- [Your goal] Lines from the top of the entries down to the line with "x=256, y=46" must be set down exactly as they stand, with both ends retained.

- [Recorded information]

<<<<

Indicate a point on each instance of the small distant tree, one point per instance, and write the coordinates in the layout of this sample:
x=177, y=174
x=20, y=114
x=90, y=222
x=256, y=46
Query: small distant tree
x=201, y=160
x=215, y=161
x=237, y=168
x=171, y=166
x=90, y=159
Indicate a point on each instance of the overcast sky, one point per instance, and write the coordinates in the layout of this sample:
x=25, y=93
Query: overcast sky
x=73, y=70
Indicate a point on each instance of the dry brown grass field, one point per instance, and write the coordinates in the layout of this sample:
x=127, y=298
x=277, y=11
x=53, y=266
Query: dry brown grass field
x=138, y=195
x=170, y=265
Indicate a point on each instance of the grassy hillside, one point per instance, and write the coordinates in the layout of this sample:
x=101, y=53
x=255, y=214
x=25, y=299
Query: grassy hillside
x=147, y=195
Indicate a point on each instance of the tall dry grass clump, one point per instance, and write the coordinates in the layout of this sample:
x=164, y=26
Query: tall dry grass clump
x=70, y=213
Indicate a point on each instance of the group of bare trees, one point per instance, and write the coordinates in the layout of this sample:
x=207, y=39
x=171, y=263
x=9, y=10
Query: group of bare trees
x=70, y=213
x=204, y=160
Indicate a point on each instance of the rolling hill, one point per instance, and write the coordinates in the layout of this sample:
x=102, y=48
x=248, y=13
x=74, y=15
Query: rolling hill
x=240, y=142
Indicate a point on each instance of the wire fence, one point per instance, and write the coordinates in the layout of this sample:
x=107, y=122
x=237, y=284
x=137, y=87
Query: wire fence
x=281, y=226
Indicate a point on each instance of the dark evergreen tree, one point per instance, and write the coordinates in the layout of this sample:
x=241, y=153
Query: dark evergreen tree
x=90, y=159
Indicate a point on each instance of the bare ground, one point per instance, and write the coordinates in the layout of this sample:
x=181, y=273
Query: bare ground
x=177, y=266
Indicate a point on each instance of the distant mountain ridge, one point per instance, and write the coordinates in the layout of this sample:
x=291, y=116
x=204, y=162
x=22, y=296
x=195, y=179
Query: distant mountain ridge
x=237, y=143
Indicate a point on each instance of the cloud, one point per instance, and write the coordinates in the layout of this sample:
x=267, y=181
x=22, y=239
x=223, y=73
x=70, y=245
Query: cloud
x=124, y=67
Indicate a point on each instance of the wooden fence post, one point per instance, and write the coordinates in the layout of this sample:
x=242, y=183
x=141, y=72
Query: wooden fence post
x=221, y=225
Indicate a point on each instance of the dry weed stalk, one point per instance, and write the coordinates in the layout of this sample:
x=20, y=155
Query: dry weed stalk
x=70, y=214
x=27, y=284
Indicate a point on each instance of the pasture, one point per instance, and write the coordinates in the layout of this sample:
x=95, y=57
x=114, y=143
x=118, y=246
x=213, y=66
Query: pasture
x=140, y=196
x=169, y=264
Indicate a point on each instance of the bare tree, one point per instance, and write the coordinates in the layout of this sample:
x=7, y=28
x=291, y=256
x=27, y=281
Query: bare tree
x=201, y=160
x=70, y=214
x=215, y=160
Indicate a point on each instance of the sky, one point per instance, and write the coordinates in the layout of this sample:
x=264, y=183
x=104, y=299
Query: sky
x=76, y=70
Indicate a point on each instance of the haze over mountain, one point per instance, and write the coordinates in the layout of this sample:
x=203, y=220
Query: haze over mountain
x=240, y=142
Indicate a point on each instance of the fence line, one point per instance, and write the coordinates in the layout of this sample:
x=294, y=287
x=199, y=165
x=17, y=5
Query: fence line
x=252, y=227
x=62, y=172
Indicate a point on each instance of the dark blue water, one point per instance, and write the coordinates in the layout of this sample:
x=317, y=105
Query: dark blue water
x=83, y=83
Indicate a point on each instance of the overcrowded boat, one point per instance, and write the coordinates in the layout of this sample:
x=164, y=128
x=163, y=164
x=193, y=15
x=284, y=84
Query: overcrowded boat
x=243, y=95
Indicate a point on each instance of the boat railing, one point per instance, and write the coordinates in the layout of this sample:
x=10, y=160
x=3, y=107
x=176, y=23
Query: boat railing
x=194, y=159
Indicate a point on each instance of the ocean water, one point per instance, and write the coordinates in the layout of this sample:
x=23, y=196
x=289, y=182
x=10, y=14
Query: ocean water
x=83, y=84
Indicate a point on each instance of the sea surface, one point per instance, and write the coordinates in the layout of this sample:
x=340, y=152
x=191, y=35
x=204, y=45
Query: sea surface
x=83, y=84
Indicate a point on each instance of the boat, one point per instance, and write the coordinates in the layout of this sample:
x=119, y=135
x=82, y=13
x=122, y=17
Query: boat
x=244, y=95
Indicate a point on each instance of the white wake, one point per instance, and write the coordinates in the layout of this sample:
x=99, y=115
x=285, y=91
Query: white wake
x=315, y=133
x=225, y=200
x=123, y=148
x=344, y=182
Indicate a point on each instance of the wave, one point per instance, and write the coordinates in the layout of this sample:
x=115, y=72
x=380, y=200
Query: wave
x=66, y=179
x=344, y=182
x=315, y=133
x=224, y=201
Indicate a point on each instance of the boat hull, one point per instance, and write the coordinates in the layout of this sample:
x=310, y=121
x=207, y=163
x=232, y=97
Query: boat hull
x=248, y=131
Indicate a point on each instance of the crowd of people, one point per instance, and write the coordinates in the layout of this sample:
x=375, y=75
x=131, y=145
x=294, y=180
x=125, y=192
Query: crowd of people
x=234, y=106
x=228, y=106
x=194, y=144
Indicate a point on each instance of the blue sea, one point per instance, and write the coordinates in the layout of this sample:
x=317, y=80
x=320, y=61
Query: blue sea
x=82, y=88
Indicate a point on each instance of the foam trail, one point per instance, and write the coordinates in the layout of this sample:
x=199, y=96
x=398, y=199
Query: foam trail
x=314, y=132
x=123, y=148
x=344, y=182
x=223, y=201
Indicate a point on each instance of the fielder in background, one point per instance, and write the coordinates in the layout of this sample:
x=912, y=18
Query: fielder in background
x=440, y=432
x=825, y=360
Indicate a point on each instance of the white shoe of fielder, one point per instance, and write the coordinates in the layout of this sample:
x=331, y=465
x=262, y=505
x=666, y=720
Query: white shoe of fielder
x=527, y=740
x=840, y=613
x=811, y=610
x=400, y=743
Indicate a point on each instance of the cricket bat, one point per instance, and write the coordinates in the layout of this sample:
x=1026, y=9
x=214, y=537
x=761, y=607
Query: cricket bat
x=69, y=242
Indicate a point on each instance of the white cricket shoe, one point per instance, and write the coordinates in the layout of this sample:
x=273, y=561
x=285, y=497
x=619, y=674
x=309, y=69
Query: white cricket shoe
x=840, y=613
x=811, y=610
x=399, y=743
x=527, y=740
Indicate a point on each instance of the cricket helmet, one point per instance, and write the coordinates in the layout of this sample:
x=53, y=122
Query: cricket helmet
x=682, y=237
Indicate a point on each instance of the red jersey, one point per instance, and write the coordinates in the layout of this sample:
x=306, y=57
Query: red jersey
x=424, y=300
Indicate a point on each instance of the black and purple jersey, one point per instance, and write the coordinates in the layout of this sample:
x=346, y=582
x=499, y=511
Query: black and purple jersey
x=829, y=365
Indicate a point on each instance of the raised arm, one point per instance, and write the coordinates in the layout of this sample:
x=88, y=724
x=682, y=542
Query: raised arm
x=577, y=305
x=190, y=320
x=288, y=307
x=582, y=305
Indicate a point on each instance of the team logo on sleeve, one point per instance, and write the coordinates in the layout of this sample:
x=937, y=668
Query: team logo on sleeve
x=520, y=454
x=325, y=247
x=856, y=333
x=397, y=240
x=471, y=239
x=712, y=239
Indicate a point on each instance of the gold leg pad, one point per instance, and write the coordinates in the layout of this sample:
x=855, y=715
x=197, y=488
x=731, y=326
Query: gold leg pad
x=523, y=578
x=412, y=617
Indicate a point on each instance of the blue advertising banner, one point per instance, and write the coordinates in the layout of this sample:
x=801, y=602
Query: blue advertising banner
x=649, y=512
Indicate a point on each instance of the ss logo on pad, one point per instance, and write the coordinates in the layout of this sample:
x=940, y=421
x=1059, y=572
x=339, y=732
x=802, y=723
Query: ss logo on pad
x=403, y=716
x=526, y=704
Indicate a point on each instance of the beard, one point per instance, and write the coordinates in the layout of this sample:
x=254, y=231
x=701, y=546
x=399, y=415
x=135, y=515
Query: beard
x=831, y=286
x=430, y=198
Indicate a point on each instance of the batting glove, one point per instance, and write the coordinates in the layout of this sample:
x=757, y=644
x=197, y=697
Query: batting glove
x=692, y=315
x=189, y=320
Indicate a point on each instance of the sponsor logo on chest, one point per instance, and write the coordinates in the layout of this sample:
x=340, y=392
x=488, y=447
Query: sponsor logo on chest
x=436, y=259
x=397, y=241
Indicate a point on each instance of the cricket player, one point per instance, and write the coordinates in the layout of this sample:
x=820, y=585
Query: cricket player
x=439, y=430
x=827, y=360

>>>>

- [Result of this task]
Indicate a point on each instance of the small distant tree, one point per instance, and write the coordinates in the layout of this sample:
x=177, y=174
x=20, y=114
x=90, y=222
x=256, y=46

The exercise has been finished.